**Provided passage:**
Joanna Chen Explores Landscapes of Dislocation
Joanna Chen’s studio
wall is covered with an installation of post-it notes, photographs and scraps of
paper. Like many other VCCA Fellow writers before her, she has mapped out her book
in this way. It’s a great organizational method, but it also has a visual
impact that Joanna admires. “One of the great things about being here is all
the visual artists also in residence. It’s brought all this out,” she says.
“You could use Scrivener and all sorts of programs on your laptop to work out
what your book is, but here,” she point to the wall, “is the book.”
A poet and journalist
from Israel, Joanna came to VCCA with the intention of finishing her memoir. “It’s
about the search for home when there is no home and what happens.
“It’s my life story, but
I want it to be everybody’s life story. I’ve always been really hesitant,
wondering am I deep enough or important enough. Everybody has a great story,
why would anyone want to read this? I think the reason will be that it touches
other people’s lives.”
Joanna was born and
raised in England. At the age of 16, after the death of her brother, her
parents sent her to boarding school in Israel. Moving to a different culture
and different landscape—exchanging the Yorkshire moors for the Negev Desert—after
such a tragedy was traumatic, creating a lifelong sense of dislocation.
Not surprisingly,
landscape whether physical, political or social, is a major theme of Joanna’s
memoir, which she hopes to be about the people of the Middle East who suffer
from this same dislocation. “Everybody in the world is looking for home.
Working as journalist privileged me to people’s homes in the West Bank and
Israel. I’ve been in those belonging to very far right Israeli settlers and on
the other side, very extreme Hamas supporters. They all want the same thing in
the end: they want home. They want to sit down with their families and break
bread. What’s so difficult about that? But, it isn’t happening.

**Data block:**
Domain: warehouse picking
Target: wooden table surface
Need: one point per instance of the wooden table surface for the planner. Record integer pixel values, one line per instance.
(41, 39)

**Task details:**
In the profile of Joanna Chen, how old was she when her parents sent her to boarding school in Israel? The data comes from a separate source unrelated to the profile of Joanna Chen.

**Solution for this problem:**
She was 16.